→ **READING PASSAGE**
↓↓↓

Let’s talk about this romantic song, shall we? It’s a lovely little opening here with the tinkling 12-string sound. It gives similar vibes to “The Musical Box” a couple albums earlier, though the notes and structures are very different. But it almost wasn’t to be.
Steve: When it was originally put together it was linked to “Dancing with the Moonlit Knight”. We had a very sort of contentious meeting about this at the time. I remember Phil saying, “Well, if there’s a 12-string passage in something, does it mean that every long song has to have a 12-string passage in it?” There were some crestfallen faces. So we started to do some long songs that didn’t have 12-string passages in them.
You can almost see Mike’s face getting even longer than usual at an exasperated Phil saying “Enough with the 12-strings already!” And indeed, while the 12-string wouldn’t exactly go away until the three-piece era, after this album it did become slightly less ubiquitous. But by golly, “The Cinema Show” is a romantic song, and romance means 12-string guitar!
Mike: Another good example of when I tuned my 12-strings. Normally you’ve got twelve strings and they’re paired up, and you tune each pair to the same note. I started tuning each pair to harmony notes. Which is how the song starts with that little rundown. Now what the hell that tuning is, I haven’t got a clue. Because the other day in New York they were saying, “Let’s do the first half of ‘Cinema Show’ maybe.” And I said, “Well, I have no idea how I played it. We’d have to work a compromised version out.”
Spoiler alert: they never did work a compromised tuning out, so if you’re disappointed that you never got to hear “The Cinema Show” in its entirety in the 21st century, it’s all Mike’s fault. Anyway, there are a lot of guitar strings tinkling around in this one.
Steve: I was influenced by the flute work of Ian McDonald working with King Crimson, so I tried to play very pastoral phrases. I developed it a bit more when we did it live, doing percussion noises and whathaveyou. But in some ways it typifies the Genesis sound because you’ve got almost a plethora of 12-strings going: sometimes two 12-strings, sometimes three. And an electric 6-string as well. And this jangly sound where you can’t tell: it sounds almost...is that a keyboard? Is that a guitar? What is that sound?
And then we get the story, or really more like a snapshot, of this busy young woman trying to tidy up her place and herself before going to catch a movie with her date. I confess when I first heard the lyric that she “clears her morning meal” I thought it meant she was having some gastrointestinal difficulties, if you catch my drift. Decidedly unromantic, that. But I wouldn’t have put something like that past Peter. Was it Peter? Who did the lyrics to this one, anyway?
In any case, from Juliet we go straight to Romeo, who is basically just looking to get laid. It’s a classic story. Boy meets girl, boy lusts after girl, girl agrees to a pleasant night at the cinema, boy gives girl chocolates, girl thinks boy is nice, boy propositions girl, both go home a little more tired. Tale as old as time, that one. And it’s from there that Tiresias makes his appearance, where his actual background is relayed. There are variations on the classical myth, but Genesis lands on one of them in particular.

↑↑↑

→ **ACTIVITY LIST**
• A. Answer these from the piece on "The Cinema Show":
(i) According to Steve, what song was "The Cinema Show" linked to when it was first put together?
(ii) What notes did Mike start tuning each pair of his 12-string strings to?
(iii) Whose flute work did Steve say influenced his playing?
• B. Carry on the piece about "The Cinema Show" from its last sentence.

→ **DATASET EXTRACT**
↓↓↓

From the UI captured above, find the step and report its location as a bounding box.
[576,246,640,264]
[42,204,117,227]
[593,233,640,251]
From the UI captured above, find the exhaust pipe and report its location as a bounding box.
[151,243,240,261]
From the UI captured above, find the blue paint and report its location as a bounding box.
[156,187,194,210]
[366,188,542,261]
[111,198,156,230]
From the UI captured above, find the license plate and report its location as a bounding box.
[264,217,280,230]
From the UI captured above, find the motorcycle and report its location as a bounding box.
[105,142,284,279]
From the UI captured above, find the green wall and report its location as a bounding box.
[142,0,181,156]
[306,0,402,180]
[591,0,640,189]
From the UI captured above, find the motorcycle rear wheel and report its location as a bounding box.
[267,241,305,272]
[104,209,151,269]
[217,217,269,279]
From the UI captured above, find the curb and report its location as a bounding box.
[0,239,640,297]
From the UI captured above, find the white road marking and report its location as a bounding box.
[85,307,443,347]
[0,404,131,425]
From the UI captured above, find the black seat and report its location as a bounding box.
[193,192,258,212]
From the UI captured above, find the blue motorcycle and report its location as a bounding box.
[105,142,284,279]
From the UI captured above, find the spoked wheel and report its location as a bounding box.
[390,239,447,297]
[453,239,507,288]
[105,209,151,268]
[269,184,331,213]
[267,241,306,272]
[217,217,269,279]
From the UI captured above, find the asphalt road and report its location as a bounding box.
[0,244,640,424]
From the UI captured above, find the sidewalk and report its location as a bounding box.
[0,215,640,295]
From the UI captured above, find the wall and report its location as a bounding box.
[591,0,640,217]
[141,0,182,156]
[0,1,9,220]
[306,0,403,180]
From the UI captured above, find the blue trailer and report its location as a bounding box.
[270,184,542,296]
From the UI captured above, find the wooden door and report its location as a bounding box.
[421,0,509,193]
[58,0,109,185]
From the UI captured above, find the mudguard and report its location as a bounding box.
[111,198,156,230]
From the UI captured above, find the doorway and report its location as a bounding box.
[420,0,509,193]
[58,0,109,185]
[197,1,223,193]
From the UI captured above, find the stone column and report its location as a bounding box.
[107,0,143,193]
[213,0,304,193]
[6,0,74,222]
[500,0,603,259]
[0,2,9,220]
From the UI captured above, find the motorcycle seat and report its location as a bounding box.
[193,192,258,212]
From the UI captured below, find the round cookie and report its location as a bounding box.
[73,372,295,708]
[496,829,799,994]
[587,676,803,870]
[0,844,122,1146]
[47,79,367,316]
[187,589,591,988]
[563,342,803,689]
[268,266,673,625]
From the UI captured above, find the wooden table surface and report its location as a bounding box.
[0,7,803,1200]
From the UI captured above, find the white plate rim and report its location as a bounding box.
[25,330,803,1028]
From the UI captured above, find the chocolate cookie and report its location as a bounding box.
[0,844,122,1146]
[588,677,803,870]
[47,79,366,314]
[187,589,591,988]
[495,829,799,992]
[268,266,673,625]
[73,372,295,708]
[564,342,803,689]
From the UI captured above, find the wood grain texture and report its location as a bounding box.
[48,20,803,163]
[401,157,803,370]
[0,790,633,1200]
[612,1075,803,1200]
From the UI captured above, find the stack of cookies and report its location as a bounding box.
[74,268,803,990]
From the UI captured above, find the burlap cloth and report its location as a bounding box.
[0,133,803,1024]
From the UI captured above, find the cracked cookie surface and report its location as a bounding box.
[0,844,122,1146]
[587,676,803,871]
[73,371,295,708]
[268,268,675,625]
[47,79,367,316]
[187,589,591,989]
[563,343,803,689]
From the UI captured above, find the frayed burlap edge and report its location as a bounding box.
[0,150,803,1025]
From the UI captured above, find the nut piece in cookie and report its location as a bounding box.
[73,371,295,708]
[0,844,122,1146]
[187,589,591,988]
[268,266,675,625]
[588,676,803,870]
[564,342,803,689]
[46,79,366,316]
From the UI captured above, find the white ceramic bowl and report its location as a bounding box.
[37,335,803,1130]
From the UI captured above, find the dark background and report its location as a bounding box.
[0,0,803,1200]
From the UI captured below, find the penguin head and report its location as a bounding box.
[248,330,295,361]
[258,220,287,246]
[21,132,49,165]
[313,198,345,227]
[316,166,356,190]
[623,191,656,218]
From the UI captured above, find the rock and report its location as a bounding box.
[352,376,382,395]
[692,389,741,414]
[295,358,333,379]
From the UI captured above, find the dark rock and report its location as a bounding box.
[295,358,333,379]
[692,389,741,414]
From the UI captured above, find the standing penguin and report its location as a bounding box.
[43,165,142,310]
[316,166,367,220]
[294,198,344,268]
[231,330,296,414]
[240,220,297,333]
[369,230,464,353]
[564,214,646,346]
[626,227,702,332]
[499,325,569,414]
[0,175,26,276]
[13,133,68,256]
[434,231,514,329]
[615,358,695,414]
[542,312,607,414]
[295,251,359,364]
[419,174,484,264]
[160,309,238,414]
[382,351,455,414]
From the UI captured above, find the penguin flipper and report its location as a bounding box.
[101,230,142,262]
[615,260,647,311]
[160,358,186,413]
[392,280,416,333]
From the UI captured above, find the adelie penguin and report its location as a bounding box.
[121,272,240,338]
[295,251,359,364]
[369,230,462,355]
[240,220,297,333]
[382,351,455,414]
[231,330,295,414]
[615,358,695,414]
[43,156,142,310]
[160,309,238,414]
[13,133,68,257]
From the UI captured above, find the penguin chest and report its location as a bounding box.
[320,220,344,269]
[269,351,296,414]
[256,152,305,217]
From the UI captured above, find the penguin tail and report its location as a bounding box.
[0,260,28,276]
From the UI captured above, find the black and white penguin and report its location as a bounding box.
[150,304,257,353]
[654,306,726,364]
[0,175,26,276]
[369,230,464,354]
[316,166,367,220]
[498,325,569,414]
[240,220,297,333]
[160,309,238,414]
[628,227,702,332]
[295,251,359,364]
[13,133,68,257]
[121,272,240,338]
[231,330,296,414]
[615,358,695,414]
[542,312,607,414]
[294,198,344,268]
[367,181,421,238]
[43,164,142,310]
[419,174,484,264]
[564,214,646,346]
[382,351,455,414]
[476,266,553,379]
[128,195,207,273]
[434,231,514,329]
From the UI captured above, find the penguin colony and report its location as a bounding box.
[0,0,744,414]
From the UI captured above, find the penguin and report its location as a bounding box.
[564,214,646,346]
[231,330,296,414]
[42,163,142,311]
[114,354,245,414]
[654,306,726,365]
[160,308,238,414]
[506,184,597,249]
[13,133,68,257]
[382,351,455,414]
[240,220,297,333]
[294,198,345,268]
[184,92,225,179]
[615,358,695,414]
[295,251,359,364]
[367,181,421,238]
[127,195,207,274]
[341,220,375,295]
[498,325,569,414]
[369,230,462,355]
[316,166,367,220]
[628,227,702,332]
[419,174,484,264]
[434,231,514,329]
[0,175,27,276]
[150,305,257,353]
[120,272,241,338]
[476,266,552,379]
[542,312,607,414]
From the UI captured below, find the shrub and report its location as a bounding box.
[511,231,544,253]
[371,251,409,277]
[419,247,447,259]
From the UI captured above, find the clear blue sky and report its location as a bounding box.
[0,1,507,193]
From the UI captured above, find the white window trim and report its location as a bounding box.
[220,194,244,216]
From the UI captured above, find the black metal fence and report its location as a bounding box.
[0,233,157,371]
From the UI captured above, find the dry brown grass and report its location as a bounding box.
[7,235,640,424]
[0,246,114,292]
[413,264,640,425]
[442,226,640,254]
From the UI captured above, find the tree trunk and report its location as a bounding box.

↑↑↑

→ **OUTPUTS IN ORDER**
• A.
(i) "Dancing with the Moonlit Knight"
(ii) Harmony notes
(iii) Ian McDonald's, from his work with King Crimson

• B.
Tiresias, as the story goes, was hiking up a mountain and saw a pair of snakes “getting nasty,” as I think they called it back then. He used his walking stick to “break that shit up,” I think was the parlance, which incurred the wrath of the goddess queen Hera, who was aspected to things like fertility. Hera was a capricious and impulsive goddess, and so she immediately decided that interrupting a pair of fornicating snakes was punishable by forced sex change. Thus, she transformed Tiresias into a woman and made Tiresias one of her priestesses so (s)he could atone. Tiresias was surprisingly not much put out by this turn of events, and found a nice man to settle down and have kids with. After some years, Mother Tiresias found some more snakes doin’ the deed, and left them alone. Hera then turned Tiresias back into a man since he’d seemed to learn his lesson, which meant that in a very strange twist of fate, his kids now had two biological dads; I imagine the family dynamics probably got a little awkward after that.
Later, Hera and her husband Zeus found themselves in an argument over who derived more pleasure from sex - men or women. Being exceedingly petty gods with victim complexes, each one wanted the other sex to be the “winner.” That is, Hera argued that men enjoyed sex more, and Zeus the opposite. At an impasse, Hera summoned Tiresias on the basis that he was the only person - mortal or god - who had experienced sex from both sides of the equation. They posed the question to him, and though he was a priest(ess?) of Hera, he felt compelled to answer truthfully: women get way more out of it than men do. Genesis translate this reply thusly: “Once a man, like the sea I raged. Once a woman, like the earth I gave. But there is, in fact, more earth than sea.” A furious Hera struck him blind on the spot for embarrassing her, but a very pleased Zeus tried to make up for it by giving him foresight instead. Thus, Tiresias became known as a blind seer, a title as fittingly oxymoronic as his status as the first man-woman-man.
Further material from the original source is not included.